EXERCISE TEXT:
I was reading an article on the BBC website today about the island of Vrango (Vrångö), one of the thousands of islands that make up the archipelago outside Gothenburg. The little community there is struggling to survive, because people have left in droves over recent years. I was surprised by this statement:
Christianity, now shunned by so many Swedes on the mainland, still has an obvious presence on Vrango…
Is Christianity shunned in Sweden? I suppose I agree in a sense, but disagree in another sense. Christianity is still very much embedded in Swedish culture. People may not go to church but they still want their kids to be baptised, and even be confirmed later in life. People still want church weddings, and the thousands of beautiful churches of Sweden are well maintained and comfortably heated from the public purse. There are Christian high days celebrated throughout the year – from Christmas and Easter to Pentecost and Ascension Day and All Saints Day.
But personal faith is regarded as a private thing in Sweden, not to be spoken of. Indeed it seems almost offensive to share openly about faith. Prominent Christians, like the pop singer Carola who publicly acknowledge their faith, are thought of as at best rather odd, at worst downright inappropriate.
However, the influx of other faiths, mainly Muslims, to Sweden over recent years, has put public Christianity back on the agenda. I find Muslims less reticent to hear that I am a Christian than my secular Swedish friends. I find it odd that even many of the people that I know are Christians seem so hesitant to talk with me about their faith even after they know I too am a believer. If I ask direct questions they answer them, of course, but it is easier to talk about church than about faith. Swedes tend not to speak so openly about personal thoughts, feelings, beliefs, as perhaps Australians do. It requires a deeper level of friendship than a casual day-to-day acquaintance to speak of such things. Swedes do not often “wear their hearts on their sleeves.” To speak openly about a daily experience of God and his interactions in our lives seems off limits.
Which is why I found the last paragraph of the article about Vrango refreshing, and I will quote it here:
But what if the disappearing tide cannot be stopped, and the population keeps dropping? Would Johan and his family ever move back to the mainland?“No way,” he says when we reach the shop, seemingly shocked by the thought.“Well,” he adds quickly. “Not unless God tells me to.”

INFORMATION PROVIDED:
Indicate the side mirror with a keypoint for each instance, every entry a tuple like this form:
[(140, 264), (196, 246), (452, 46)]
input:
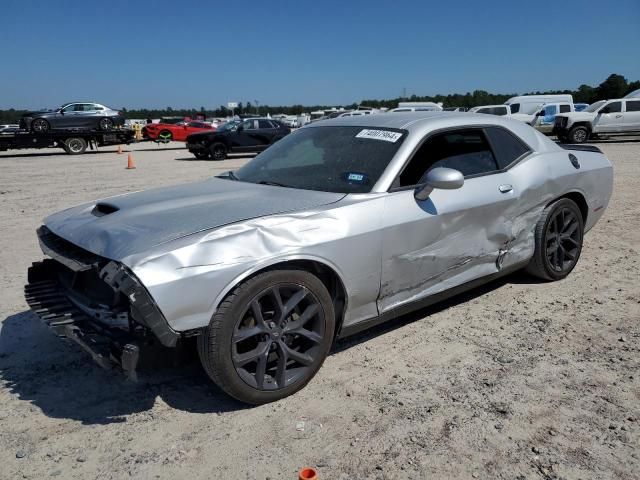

REQUIRED TASKS:
#1 In the post about Christianity in Sweden, shorten the paragraph that begins "But personal faith is regarded" while keeping its main facts.
#2 Repeat the part of the post about Christianity in Sweden starting with "But personal faith" and going on through "worst downright inappropriate.".

EXERCISE RESPONSES:
#1 In Sweden, personal faith is treated as private and not discussed; sharing it openly can seem almost offensive. Well-known Christians who speak of their faith, like the pop singer Carola, are seen as rather odd at best and downright inappropriate at worst.

#2
But personal faith is regarded as a private thing in Sweden, not to be spoken of. Indeed it seems almost offensive to share openly about faith. Prominent Christians, like the pop singer Carola who publicly acknowledge their faith, are thought of as at best rather odd, at worst downright inappropriate.